# Action item
With the pictures left out, copy the records below exactly from the first line down to the line holding "like point(388, 862)", and include that line.

# Raw data
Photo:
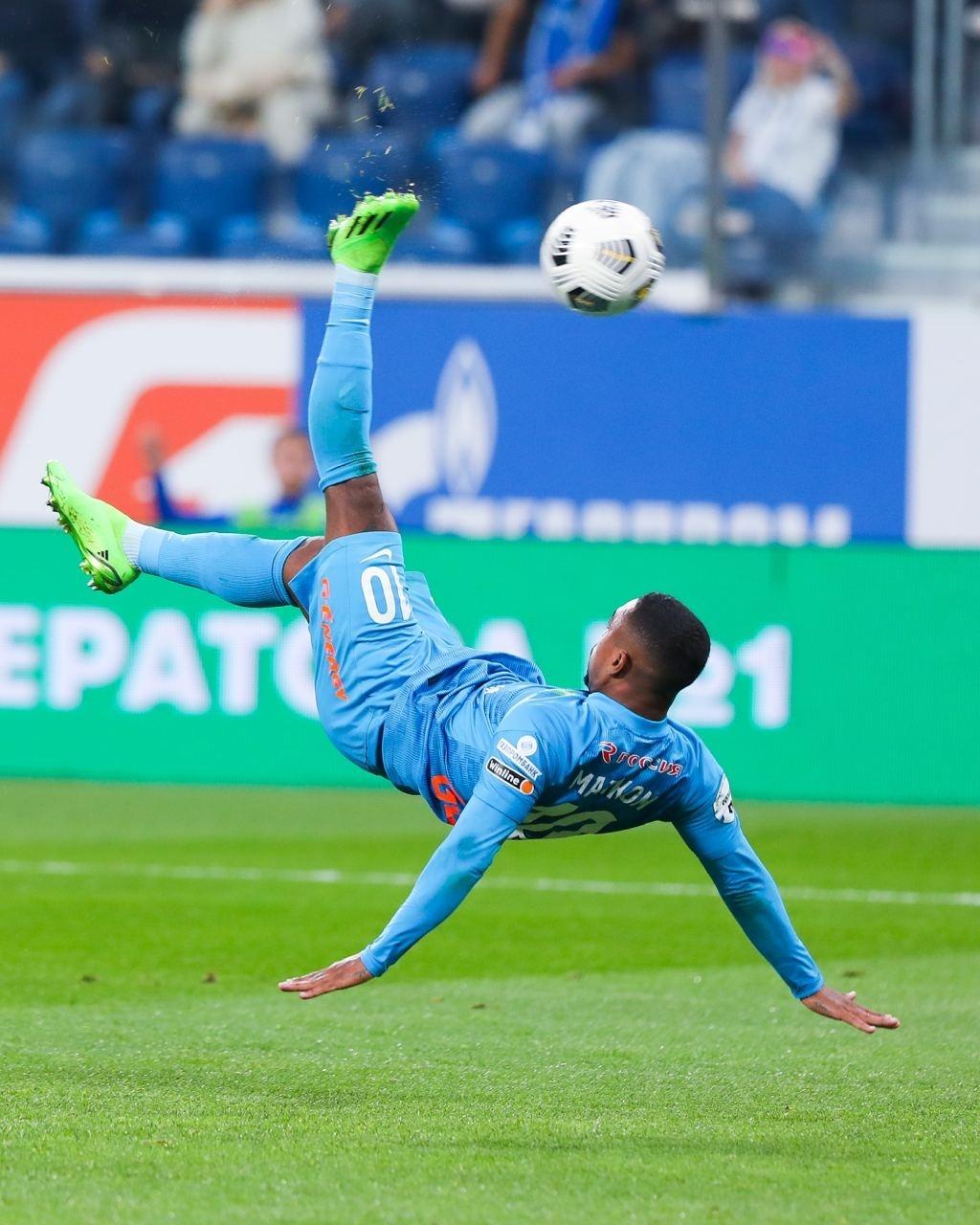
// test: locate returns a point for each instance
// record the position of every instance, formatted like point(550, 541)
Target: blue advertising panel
point(512, 419)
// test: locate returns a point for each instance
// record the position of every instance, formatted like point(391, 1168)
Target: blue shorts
point(374, 629)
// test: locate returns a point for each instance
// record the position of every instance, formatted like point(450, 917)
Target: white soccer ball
point(602, 256)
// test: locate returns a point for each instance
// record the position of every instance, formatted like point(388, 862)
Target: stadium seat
point(520, 241)
point(421, 86)
point(13, 93)
point(248, 237)
point(679, 88)
point(485, 187)
point(105, 234)
point(207, 180)
point(440, 241)
point(64, 175)
point(340, 167)
point(883, 84)
point(26, 233)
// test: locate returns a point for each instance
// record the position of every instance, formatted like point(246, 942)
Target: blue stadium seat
point(441, 241)
point(340, 167)
point(883, 82)
point(105, 233)
point(520, 241)
point(420, 86)
point(246, 237)
point(66, 174)
point(207, 180)
point(679, 88)
point(26, 233)
point(13, 95)
point(485, 187)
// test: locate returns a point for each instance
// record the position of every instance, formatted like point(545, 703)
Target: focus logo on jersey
point(611, 752)
point(724, 806)
point(502, 772)
point(517, 755)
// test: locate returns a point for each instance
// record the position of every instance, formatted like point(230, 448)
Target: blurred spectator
point(784, 138)
point(256, 68)
point(299, 505)
point(37, 40)
point(132, 48)
point(576, 52)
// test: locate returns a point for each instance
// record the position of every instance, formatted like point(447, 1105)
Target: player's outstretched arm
point(752, 897)
point(445, 880)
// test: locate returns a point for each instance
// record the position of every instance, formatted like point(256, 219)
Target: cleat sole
point(101, 576)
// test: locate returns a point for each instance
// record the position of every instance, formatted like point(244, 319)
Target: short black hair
point(677, 641)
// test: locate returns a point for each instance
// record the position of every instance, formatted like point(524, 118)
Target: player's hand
point(346, 972)
point(844, 1007)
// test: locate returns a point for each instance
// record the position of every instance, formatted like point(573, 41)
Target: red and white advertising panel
point(83, 379)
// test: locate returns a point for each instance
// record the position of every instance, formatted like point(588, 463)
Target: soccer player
point(495, 751)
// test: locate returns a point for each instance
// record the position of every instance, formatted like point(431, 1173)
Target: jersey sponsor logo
point(502, 772)
point(611, 753)
point(447, 795)
point(515, 753)
point(329, 648)
point(724, 806)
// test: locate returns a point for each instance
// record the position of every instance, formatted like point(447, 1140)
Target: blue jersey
point(500, 755)
point(559, 762)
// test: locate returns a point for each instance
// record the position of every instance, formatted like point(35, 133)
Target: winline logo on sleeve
point(519, 782)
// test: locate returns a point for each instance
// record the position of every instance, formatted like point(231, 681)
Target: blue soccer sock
point(241, 569)
point(341, 393)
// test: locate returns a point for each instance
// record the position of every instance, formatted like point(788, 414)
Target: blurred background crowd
point(235, 127)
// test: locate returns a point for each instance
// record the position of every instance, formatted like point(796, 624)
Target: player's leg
point(115, 550)
point(340, 411)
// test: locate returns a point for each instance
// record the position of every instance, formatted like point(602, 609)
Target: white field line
point(529, 884)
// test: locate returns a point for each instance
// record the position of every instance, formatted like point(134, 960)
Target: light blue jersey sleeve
point(714, 835)
point(530, 748)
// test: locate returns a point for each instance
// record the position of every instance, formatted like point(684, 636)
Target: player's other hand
point(844, 1007)
point(346, 972)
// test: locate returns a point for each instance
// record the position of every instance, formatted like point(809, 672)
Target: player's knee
point(357, 506)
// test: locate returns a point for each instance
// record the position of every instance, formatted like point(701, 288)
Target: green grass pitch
point(583, 1053)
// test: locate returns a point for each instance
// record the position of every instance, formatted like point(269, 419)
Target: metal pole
point(716, 62)
point(952, 74)
point(924, 84)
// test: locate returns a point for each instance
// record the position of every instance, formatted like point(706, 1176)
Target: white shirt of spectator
point(791, 136)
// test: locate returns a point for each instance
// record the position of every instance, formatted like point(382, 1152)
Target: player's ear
point(620, 663)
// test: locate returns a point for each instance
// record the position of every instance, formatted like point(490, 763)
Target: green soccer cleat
point(96, 528)
point(366, 239)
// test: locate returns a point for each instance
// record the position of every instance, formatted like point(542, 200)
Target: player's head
point(788, 53)
point(652, 648)
point(293, 460)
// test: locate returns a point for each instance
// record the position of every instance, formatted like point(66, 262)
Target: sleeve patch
point(724, 806)
point(505, 774)
point(520, 755)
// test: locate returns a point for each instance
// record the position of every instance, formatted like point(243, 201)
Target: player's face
point(607, 647)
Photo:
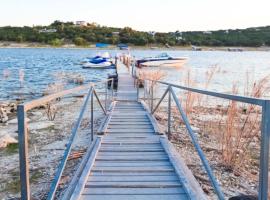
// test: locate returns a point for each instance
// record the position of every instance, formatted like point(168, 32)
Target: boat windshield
point(162, 55)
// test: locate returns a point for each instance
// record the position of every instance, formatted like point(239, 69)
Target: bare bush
point(50, 107)
point(242, 126)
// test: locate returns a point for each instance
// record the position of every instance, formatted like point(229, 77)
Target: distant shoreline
point(6, 45)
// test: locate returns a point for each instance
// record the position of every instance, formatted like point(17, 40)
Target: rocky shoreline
point(47, 141)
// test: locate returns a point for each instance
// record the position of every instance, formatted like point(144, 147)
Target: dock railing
point(88, 91)
point(150, 98)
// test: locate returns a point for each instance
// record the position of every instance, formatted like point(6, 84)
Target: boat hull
point(98, 66)
point(164, 63)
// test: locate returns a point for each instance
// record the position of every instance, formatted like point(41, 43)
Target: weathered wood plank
point(134, 164)
point(134, 196)
point(133, 184)
point(120, 178)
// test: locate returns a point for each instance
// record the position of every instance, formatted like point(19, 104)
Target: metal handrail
point(23, 133)
point(265, 128)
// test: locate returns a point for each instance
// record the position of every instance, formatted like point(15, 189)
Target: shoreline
point(14, 45)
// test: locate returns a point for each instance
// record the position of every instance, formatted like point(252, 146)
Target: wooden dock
point(133, 161)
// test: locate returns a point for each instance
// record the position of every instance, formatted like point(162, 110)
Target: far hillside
point(83, 34)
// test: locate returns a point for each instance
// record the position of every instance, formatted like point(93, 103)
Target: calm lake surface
point(41, 66)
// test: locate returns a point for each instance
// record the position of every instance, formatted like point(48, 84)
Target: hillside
point(59, 33)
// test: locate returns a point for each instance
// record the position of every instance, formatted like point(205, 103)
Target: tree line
point(59, 33)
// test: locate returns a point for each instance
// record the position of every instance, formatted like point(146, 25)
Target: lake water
point(40, 66)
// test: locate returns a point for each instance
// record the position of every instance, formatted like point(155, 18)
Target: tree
point(79, 41)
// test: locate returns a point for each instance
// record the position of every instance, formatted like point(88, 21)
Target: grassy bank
point(113, 47)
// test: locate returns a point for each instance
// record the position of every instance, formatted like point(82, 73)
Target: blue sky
point(147, 15)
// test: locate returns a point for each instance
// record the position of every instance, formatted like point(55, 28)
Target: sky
point(144, 15)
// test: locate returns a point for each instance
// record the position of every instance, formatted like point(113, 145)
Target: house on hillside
point(81, 23)
point(47, 30)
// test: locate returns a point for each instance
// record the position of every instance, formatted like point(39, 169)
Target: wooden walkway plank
point(133, 162)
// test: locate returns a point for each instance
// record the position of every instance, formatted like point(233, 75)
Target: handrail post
point(92, 116)
point(112, 82)
point(152, 96)
point(264, 151)
point(169, 114)
point(144, 87)
point(138, 90)
point(106, 95)
point(23, 153)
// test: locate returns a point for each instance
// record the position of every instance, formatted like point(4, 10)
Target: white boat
point(162, 60)
point(103, 61)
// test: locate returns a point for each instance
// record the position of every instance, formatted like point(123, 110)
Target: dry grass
point(50, 107)
point(239, 124)
point(242, 126)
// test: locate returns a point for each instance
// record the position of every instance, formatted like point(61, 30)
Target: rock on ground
point(6, 140)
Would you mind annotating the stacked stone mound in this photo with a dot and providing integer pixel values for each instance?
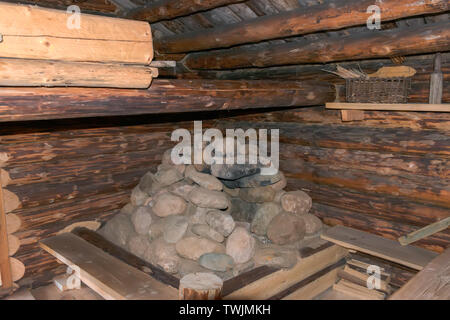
(224, 219)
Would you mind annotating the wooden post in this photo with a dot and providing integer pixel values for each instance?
(365, 45)
(200, 286)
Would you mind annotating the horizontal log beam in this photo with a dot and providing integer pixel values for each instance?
(37, 73)
(169, 9)
(31, 32)
(330, 16)
(164, 96)
(374, 44)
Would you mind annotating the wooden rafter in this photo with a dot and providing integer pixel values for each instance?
(169, 9)
(402, 41)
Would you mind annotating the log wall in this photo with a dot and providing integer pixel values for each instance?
(64, 172)
(388, 174)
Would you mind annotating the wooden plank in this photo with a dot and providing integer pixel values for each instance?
(361, 292)
(106, 275)
(390, 106)
(164, 96)
(413, 257)
(335, 15)
(37, 73)
(352, 115)
(39, 33)
(363, 45)
(424, 232)
(432, 283)
(280, 280)
(312, 285)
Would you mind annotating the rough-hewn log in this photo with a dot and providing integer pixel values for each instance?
(46, 193)
(164, 96)
(39, 33)
(329, 16)
(402, 41)
(168, 9)
(5, 266)
(41, 73)
(405, 141)
(58, 171)
(379, 119)
(391, 230)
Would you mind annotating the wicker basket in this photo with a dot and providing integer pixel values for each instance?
(378, 90)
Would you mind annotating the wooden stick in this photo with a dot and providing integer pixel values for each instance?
(436, 82)
(164, 96)
(200, 286)
(37, 73)
(5, 267)
(390, 106)
(336, 15)
(424, 232)
(40, 33)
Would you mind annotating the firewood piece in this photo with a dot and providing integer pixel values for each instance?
(413, 257)
(31, 32)
(13, 244)
(424, 232)
(200, 286)
(365, 45)
(294, 22)
(13, 223)
(352, 115)
(37, 73)
(436, 82)
(432, 283)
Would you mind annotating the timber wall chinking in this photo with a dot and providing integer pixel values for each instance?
(388, 174)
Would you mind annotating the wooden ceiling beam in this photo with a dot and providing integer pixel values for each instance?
(330, 16)
(169, 9)
(164, 96)
(368, 45)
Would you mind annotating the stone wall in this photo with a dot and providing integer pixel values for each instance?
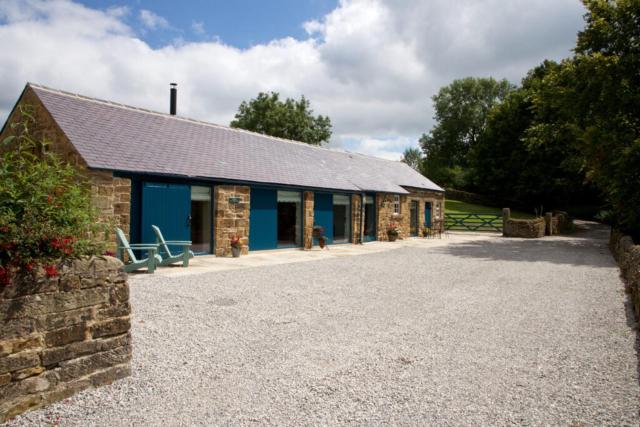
(231, 219)
(307, 212)
(557, 222)
(386, 215)
(627, 255)
(111, 195)
(63, 334)
(356, 218)
(527, 228)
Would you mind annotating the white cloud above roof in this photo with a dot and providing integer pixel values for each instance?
(371, 65)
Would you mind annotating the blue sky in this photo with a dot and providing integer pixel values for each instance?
(241, 23)
(372, 66)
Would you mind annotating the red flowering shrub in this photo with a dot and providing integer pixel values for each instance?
(46, 216)
(235, 241)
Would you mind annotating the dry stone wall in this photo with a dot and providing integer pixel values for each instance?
(231, 217)
(627, 255)
(63, 334)
(527, 228)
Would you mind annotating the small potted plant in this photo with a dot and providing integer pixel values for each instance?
(392, 232)
(318, 233)
(236, 246)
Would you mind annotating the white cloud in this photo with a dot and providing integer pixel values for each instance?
(152, 21)
(370, 65)
(198, 28)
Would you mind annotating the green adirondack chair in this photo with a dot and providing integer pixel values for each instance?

# Answer box
Photo:
// test: locate returns a point for each instance
// record the position of every instance, formatted like point(550, 541)
Target: blue advertising panel
point(512, 419)
// test: locate returns a point for each instance
// record the position of every instance, formatted like point(391, 1168)
Target: blue shorts
point(374, 629)
// test: locate returns a point for each instance
// record the position of every instance, formatted like point(450, 917)
Target: white soccer ball
point(602, 256)
// test: locate returns a point for each instance
// record the position of every instance, formatted like point(388, 862)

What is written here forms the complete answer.